• _Tekst do przeczytania_
....................

Homosie nacierają (się nawzajem)

Niby nie żyjemy w Indiach tylko w Europie, ale świętych krów i tak nie brakuje. W ciągu ostatnich paru lat, doszlusowali do tego grona sodomici (są nowymi Żydami, w powietrzu czuć atmosferę nienawiści, każda krytyka to przejaw homofobii zacofanego polskiego społeczeństwa, bla bla bla). Jedną z cech charakterystycznych geja jest zniewieścienie (co zasadniczo odróżnia takowego od zwykłego pana, który preferuje panów) – i rzeczywiście, czołowi polscy pederaści Biedroń i Niemiec weszli ze sobą w zwarcie na niwie medialnej jak dwie histeryczki.

Gdyby tłukło się – o cokolwiek – dwóch facetów, każdy z nich starałby się udowodnić swoją męskość. Ale mamy do czynienia z dwoma gejami, więc licytują się, który z nich jest bardziej gejowski. Trzeba powiedzieć, że obaj się starają.

“Dla nikogo, kto zna środowisko gejowskie w Polsce, nie jest tajemnicą, że w dużej części odrzuca ono i potępia właśnie Roberta Biedronia i jego kilku kolegów za ich bierność, arogancję i atakowanie innych działaczy gejowskich.” – no, stylistyka w konwencji starych dobrych czasów. Wskazać jasno wroga, podeprzeć się opinią masy i oczywiście użyć zwrotów w stylu „dla nikogo nie jest tajemnicą” (za moich czasów studenckich nazywało się to dowodem przez intuicyjną oczywistość – i służyło na ogół ukryciu faktu, że nie ma się nic do powiedzenia).

Z logiką na bakier, na dodatek: jak ktoś może być bierny i arogancki równocześnie?

....................

• _Dane wejściowe_
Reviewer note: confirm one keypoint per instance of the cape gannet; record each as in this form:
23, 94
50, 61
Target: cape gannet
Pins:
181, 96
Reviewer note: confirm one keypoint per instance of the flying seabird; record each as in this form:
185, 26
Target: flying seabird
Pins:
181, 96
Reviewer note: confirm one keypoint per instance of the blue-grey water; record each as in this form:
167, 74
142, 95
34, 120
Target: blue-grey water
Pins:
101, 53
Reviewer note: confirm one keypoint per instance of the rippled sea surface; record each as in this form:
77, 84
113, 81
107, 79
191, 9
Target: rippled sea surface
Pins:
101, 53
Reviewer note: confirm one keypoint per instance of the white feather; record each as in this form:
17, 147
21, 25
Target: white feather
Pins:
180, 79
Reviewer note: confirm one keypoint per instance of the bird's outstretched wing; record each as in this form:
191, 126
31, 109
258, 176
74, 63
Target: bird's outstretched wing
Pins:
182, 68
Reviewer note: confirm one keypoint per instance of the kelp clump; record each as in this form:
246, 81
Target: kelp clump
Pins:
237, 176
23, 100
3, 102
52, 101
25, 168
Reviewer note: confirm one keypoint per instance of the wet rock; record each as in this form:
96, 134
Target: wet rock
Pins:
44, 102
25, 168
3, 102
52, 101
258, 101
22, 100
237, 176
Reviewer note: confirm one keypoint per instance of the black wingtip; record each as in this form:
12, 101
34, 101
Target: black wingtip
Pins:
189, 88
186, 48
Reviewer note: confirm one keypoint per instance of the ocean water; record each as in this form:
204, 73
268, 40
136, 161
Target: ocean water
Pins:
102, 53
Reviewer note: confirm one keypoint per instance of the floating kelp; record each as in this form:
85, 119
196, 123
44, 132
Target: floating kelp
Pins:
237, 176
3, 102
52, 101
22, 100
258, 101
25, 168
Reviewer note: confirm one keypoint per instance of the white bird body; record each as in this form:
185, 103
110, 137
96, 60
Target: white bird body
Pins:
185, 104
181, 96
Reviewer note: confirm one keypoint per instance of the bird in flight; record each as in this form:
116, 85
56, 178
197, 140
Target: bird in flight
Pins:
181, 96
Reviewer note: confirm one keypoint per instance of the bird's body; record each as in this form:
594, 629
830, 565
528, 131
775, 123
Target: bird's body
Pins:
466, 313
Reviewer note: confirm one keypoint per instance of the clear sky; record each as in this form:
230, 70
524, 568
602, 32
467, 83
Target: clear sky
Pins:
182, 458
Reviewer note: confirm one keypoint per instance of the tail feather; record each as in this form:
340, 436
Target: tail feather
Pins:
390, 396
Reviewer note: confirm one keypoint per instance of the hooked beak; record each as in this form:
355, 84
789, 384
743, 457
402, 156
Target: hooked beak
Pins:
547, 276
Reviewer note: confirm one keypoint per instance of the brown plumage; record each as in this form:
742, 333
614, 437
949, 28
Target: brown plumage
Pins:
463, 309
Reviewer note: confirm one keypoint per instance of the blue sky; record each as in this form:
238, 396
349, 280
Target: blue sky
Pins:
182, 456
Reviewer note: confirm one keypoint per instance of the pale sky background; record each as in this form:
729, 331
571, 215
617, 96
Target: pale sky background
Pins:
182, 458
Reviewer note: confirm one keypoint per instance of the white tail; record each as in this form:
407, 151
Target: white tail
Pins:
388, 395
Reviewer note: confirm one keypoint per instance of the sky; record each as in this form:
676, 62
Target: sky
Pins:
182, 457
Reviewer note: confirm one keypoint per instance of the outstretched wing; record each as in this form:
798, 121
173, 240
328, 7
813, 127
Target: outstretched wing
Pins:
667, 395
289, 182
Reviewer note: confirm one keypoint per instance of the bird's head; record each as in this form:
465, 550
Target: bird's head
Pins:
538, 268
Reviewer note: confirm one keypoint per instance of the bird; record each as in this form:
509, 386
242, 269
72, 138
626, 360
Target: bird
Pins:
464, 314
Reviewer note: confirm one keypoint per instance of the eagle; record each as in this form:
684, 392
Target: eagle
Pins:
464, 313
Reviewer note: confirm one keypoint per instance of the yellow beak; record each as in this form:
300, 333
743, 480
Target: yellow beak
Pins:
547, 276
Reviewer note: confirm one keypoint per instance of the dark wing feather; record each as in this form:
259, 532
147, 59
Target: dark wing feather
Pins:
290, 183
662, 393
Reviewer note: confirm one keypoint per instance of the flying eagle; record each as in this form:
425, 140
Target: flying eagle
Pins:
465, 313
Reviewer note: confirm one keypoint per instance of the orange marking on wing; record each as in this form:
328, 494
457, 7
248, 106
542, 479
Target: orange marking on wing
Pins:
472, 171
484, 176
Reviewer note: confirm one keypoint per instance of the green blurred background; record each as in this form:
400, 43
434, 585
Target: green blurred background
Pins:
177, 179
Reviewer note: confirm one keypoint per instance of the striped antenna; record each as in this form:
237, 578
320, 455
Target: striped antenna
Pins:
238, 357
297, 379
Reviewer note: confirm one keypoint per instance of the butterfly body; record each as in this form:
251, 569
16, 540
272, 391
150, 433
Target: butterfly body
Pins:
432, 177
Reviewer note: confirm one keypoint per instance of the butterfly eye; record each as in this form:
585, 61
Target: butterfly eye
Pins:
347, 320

....................

• _Zadania_
[1] Wymień wszystkie powody, dla których według cytatu w tekście o sporze Biedronia i Niemca środowisko gejowskie potępia Roberta Biedronia i jego kolegów.
[2] Proszę przekształcić wiersze listingu od wiersza zawierającego „the butterfly body;” aż do końca listingu, z oboma krańcami włącznie, w listę JSON ciągów znaków, po jednym na każdy wiersz, z pominięciem pustych wierszy.

• _Odpowiedzi_
[1]
- bierność
- arogancja
- atakowanie innych działaczy gejowskich

[2]
[
  "Reviewer note: confirm one keypoint per instance of the butterfly body; record each as in this form:",
  "251, 569",
  "16, 540",
  "272, 391",
  "150, 433",
  "Target: butterfly body",
  "Pins:",
  "432, 177",
  "Reviewer note: confirm one keypoint per instance of the butterfly eye; record each as in this form:",
  "585, 61",
  "Target: butterfly eye",
  "Pins:",
  "347, 320"
]